| DATA |
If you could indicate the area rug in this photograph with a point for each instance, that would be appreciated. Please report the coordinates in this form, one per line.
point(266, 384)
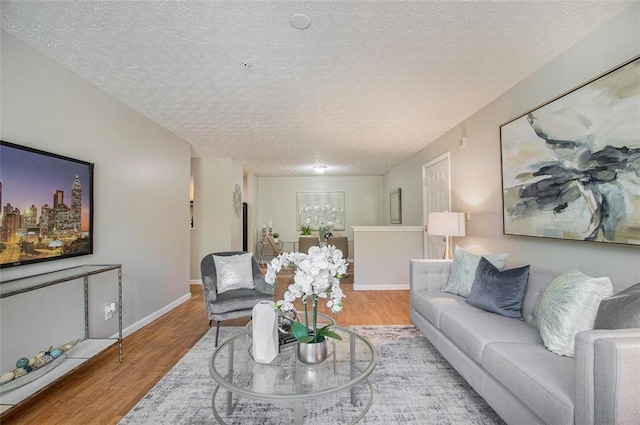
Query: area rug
point(413, 384)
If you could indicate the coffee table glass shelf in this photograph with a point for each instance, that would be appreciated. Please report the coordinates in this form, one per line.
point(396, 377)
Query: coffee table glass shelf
point(286, 379)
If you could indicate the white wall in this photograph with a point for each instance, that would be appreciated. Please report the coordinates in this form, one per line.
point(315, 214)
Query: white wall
point(250, 196)
point(277, 202)
point(216, 226)
point(475, 170)
point(141, 201)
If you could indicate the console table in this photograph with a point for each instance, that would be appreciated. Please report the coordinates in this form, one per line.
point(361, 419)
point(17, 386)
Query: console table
point(84, 349)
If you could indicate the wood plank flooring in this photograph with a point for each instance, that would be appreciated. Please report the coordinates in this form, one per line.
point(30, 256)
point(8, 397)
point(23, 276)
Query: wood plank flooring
point(104, 390)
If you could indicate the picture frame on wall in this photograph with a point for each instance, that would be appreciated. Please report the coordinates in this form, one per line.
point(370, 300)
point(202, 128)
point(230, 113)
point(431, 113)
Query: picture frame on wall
point(316, 208)
point(395, 206)
point(571, 167)
point(47, 206)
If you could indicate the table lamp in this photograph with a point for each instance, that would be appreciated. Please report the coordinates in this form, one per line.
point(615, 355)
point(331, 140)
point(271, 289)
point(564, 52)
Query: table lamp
point(446, 224)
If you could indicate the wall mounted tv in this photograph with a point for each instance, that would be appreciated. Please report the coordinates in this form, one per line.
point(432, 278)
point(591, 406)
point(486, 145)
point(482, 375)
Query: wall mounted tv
point(46, 206)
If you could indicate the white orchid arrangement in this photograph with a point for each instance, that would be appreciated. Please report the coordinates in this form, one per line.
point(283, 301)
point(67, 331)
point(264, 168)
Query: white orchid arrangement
point(317, 275)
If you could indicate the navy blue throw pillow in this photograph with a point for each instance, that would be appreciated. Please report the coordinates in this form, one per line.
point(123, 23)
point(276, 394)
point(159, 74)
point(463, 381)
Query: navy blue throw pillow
point(500, 292)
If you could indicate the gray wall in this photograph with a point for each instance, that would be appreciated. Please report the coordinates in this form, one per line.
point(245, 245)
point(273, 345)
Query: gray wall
point(141, 202)
point(475, 170)
point(216, 226)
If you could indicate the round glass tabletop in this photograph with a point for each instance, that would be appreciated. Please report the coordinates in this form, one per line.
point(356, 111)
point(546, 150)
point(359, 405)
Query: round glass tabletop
point(350, 362)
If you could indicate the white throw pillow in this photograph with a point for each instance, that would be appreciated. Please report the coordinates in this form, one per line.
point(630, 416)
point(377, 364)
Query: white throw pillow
point(234, 272)
point(463, 270)
point(568, 306)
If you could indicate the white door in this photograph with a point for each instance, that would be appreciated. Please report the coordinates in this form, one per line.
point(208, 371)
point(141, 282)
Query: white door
point(435, 198)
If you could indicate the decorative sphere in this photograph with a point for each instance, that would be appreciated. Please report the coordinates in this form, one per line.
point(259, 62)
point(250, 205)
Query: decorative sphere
point(56, 352)
point(40, 361)
point(22, 362)
point(18, 372)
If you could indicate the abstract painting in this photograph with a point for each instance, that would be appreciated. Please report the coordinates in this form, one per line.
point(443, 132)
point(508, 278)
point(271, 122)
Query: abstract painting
point(315, 208)
point(571, 167)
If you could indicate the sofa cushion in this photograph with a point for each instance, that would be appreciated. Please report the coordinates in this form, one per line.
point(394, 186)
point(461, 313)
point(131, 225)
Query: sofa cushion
point(568, 306)
point(463, 270)
point(472, 330)
point(543, 381)
point(621, 311)
point(431, 304)
point(499, 292)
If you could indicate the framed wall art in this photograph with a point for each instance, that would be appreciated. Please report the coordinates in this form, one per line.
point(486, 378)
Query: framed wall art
point(571, 167)
point(315, 208)
point(47, 206)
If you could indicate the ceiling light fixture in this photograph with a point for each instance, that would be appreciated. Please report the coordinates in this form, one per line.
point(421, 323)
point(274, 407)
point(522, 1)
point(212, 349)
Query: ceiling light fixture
point(300, 21)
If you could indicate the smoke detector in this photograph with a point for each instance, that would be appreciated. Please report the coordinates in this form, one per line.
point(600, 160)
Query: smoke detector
point(300, 21)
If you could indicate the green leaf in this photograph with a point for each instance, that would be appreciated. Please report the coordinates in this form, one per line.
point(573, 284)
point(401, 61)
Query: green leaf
point(299, 330)
point(325, 332)
point(331, 334)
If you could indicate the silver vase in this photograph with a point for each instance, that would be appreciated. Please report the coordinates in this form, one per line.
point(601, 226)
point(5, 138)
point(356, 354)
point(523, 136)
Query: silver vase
point(312, 352)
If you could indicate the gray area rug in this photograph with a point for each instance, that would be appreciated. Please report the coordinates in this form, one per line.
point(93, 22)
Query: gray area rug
point(412, 383)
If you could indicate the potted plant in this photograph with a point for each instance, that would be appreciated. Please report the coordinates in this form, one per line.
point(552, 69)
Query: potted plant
point(305, 230)
point(317, 275)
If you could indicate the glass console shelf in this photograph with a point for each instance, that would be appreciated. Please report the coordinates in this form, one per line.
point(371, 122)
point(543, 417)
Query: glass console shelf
point(85, 349)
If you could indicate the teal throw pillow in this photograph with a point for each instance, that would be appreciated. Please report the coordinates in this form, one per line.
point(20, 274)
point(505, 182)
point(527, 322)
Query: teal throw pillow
point(498, 291)
point(463, 270)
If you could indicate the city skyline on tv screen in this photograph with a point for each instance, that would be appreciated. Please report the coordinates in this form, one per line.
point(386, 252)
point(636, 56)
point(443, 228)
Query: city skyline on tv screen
point(45, 205)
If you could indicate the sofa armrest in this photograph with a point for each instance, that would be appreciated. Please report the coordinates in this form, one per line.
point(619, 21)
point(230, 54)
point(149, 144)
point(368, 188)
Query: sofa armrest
point(429, 275)
point(607, 376)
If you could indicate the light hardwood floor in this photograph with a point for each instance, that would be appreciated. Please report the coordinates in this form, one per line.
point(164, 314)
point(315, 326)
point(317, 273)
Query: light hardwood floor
point(104, 390)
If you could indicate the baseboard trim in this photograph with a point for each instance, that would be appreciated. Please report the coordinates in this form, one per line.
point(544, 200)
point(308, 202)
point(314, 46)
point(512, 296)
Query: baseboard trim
point(380, 287)
point(153, 316)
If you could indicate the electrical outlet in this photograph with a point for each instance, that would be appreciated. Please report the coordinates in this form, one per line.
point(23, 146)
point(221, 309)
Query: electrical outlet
point(109, 310)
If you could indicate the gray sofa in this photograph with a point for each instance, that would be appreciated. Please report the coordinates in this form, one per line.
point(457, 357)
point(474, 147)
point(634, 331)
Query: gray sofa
point(505, 361)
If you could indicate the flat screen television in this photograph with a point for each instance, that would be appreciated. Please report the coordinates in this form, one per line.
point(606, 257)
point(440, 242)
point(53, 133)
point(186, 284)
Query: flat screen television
point(46, 206)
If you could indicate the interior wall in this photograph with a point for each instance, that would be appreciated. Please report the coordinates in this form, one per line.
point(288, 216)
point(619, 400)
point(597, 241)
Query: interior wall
point(250, 196)
point(141, 196)
point(217, 228)
point(277, 202)
point(475, 170)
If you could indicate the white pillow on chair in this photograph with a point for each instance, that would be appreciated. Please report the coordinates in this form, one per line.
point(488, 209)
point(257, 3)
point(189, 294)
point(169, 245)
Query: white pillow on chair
point(234, 272)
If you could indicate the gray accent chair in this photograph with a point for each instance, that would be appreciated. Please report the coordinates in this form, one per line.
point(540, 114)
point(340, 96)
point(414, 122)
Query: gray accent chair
point(235, 303)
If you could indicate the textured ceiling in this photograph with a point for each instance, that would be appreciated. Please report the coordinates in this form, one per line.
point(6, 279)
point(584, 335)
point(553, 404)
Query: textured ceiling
point(367, 85)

| TASK |
Print only the lines from the one with "If you could indicate the white pillow" to the end of the records, both included.

| RESULT BELOW |
If you could indicate the white pillow on chair in this photograph with a point for each instance, that would be appreciated. Please report the coordinates in this form, one per line.
point(488, 209)
point(257, 3)
point(189, 294)
point(169, 245)
Query: white pillow on chair
point(234, 272)
If you could indicate the gray accent chair in this photograph with a point for each instance, that would be appreciated. Please report the coordinates in this form, one per line.
point(540, 114)
point(340, 96)
point(414, 122)
Query: gray accent chair
point(235, 303)
If you could indicate the textured ceiling in this photograph with a point for each instance, that would be appreciated. Please report the coordinates in this form, one per line.
point(6, 279)
point(584, 335)
point(553, 404)
Query: textured ceiling
point(367, 85)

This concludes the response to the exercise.